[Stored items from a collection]
-*-
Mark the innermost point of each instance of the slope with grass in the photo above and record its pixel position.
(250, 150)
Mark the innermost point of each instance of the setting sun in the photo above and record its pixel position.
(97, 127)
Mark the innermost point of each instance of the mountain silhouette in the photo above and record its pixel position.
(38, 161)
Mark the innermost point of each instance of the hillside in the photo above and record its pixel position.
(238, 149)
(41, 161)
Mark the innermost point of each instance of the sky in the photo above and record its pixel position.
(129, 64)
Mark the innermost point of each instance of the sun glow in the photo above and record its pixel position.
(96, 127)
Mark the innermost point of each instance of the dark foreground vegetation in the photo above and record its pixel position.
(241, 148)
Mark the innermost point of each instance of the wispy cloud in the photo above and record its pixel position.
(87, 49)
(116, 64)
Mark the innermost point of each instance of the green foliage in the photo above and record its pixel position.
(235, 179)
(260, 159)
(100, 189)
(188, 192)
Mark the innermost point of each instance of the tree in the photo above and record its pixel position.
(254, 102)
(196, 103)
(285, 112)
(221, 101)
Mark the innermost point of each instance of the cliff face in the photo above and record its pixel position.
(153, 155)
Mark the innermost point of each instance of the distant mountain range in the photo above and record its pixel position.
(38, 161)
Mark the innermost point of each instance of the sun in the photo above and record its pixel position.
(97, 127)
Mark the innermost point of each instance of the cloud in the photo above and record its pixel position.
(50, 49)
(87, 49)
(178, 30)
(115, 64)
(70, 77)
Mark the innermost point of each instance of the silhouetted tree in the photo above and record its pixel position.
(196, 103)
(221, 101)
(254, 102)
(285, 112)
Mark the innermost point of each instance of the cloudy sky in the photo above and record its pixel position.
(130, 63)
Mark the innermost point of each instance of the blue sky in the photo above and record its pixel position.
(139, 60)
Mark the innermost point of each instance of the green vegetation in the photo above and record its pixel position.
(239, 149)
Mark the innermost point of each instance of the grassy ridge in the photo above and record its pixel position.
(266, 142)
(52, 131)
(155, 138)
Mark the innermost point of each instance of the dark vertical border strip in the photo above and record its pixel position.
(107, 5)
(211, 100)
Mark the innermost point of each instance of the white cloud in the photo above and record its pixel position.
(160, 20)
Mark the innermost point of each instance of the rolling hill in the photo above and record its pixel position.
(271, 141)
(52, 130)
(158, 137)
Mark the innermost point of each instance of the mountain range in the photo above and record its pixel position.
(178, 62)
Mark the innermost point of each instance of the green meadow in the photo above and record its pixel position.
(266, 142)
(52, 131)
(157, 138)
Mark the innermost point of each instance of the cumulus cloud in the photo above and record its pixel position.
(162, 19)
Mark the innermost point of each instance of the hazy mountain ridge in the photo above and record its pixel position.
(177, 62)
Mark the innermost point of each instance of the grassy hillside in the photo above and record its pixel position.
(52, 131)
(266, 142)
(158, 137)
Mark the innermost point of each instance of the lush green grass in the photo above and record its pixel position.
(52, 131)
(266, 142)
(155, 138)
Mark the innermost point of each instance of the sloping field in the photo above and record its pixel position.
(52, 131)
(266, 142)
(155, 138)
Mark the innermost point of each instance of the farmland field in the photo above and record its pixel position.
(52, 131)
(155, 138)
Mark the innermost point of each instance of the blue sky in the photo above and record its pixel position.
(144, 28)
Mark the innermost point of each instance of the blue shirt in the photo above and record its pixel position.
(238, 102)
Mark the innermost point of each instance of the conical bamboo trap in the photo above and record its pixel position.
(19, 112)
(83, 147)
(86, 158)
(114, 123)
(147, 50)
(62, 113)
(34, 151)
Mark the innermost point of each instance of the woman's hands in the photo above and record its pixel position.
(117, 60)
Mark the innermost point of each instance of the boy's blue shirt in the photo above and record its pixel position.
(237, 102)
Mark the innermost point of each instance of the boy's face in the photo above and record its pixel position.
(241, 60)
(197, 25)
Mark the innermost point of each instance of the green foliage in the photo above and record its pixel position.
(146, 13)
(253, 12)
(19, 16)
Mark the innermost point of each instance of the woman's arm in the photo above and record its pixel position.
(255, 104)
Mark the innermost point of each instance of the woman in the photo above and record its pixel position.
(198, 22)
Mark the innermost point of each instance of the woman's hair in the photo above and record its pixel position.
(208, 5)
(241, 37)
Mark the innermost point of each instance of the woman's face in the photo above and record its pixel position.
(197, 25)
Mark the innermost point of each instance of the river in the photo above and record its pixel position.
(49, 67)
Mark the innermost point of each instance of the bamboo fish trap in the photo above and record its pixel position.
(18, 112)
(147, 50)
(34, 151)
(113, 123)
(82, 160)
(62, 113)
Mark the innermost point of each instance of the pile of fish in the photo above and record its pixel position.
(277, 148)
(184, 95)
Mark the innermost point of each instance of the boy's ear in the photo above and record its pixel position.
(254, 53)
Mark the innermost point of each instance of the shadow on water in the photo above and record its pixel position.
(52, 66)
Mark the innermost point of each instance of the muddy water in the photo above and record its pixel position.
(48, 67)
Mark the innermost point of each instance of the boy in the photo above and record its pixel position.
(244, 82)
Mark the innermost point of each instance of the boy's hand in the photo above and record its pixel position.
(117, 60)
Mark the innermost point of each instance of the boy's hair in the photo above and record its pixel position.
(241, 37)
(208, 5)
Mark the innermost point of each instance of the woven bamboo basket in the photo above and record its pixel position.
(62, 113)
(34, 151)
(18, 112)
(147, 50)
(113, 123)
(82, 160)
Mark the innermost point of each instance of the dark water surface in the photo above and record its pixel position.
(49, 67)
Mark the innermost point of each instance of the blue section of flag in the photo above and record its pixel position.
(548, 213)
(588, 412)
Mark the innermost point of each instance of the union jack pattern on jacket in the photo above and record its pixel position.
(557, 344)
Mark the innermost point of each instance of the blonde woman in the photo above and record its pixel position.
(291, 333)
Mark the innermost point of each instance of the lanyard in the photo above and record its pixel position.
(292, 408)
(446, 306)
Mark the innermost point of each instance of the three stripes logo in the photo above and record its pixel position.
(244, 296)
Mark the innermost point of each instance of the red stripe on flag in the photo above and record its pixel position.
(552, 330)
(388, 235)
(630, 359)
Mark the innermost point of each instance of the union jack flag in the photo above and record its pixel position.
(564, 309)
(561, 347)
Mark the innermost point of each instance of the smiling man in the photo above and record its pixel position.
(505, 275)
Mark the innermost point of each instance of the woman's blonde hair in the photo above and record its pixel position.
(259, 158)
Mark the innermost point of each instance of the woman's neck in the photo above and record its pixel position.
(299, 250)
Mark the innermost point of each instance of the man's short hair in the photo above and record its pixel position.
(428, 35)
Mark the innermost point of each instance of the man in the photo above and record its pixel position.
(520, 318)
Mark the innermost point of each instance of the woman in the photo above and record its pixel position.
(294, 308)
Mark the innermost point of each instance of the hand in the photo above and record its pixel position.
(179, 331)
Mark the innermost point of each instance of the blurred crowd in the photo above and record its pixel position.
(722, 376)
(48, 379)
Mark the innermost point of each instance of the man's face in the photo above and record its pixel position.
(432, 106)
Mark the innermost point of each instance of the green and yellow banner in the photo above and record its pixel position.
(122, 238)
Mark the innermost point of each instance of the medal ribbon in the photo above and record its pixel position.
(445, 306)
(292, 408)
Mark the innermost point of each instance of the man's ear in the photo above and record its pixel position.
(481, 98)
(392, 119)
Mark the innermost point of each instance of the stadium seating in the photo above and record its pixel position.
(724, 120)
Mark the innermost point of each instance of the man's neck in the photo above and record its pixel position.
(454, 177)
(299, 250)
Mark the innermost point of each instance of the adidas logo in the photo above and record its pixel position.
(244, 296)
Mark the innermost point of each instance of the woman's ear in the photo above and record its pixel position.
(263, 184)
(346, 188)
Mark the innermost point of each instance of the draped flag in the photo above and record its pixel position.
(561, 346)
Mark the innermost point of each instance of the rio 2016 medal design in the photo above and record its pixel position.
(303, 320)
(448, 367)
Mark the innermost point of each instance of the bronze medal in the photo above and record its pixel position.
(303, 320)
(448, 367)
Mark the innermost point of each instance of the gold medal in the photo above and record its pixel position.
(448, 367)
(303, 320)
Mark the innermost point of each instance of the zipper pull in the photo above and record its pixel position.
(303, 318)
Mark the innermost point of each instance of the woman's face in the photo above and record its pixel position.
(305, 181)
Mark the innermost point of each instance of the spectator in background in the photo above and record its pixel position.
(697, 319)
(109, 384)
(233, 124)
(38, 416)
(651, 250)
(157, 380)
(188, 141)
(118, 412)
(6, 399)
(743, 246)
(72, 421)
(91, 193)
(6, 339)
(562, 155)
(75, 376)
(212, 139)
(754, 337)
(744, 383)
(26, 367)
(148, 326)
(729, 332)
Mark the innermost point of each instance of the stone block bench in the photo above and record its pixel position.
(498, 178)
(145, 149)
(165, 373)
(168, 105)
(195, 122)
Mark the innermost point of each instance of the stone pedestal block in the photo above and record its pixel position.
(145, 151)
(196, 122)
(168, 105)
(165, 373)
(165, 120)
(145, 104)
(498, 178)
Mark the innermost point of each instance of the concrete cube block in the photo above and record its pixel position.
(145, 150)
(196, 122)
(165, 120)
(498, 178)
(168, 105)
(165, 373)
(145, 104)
-*-
▸ Description of the task:
Nothing but the lines from the line with "Mark the innermost point of each instance of the draped" to the last line of the listing above should appear; please retype them exactly, both ends included.

▸ Finished task:
Mark the innermost point of each instance of the draped flag in the photo above and record its pixel position.
(561, 346)
Mark the innermost point of each instance of the rio 2016 medal design in the photo above and record its pixel position.
(303, 320)
(448, 367)
Mark the innermost point of each instance of the bronze medal in the photo above and record its pixel position.
(303, 320)
(448, 367)
Mark the innermost point of each instance of the gold medal in the photo above and record its pixel position.
(448, 367)
(303, 320)
Mark the innermost point of each instance of the zipper pull in the photo above and record its pixel position.
(303, 318)
Mark the innermost point of each instance of the woman's face in the photo above and record its pixel position.
(305, 181)
Mark the innermost point of each instance of the spectator in background in the photo above and record its pixel position.
(697, 319)
(109, 384)
(233, 124)
(38, 416)
(651, 250)
(157, 380)
(188, 141)
(118, 412)
(6, 399)
(743, 246)
(72, 421)
(91, 193)
(6, 339)
(562, 155)
(75, 376)
(212, 139)
(754, 337)
(744, 383)
(26, 367)
(148, 326)
(729, 332)
Mark the innermost point of each instance of the stone block bench in the photo above and record its pixel position.
(498, 178)
(145, 149)
(165, 373)
(168, 105)
(195, 122)
Mark the innermost point of each instance of the stone pedestal block in the photo above and record its pixel position.
(145, 151)
(196, 122)
(168, 105)
(165, 373)
(165, 120)
(145, 104)
(498, 178)
Mark the innermost point of each instance of the concrete cube block in the photo above and record its pixel position.
(145, 150)
(196, 122)
(165, 120)
(498, 178)
(168, 105)
(165, 373)
(145, 104)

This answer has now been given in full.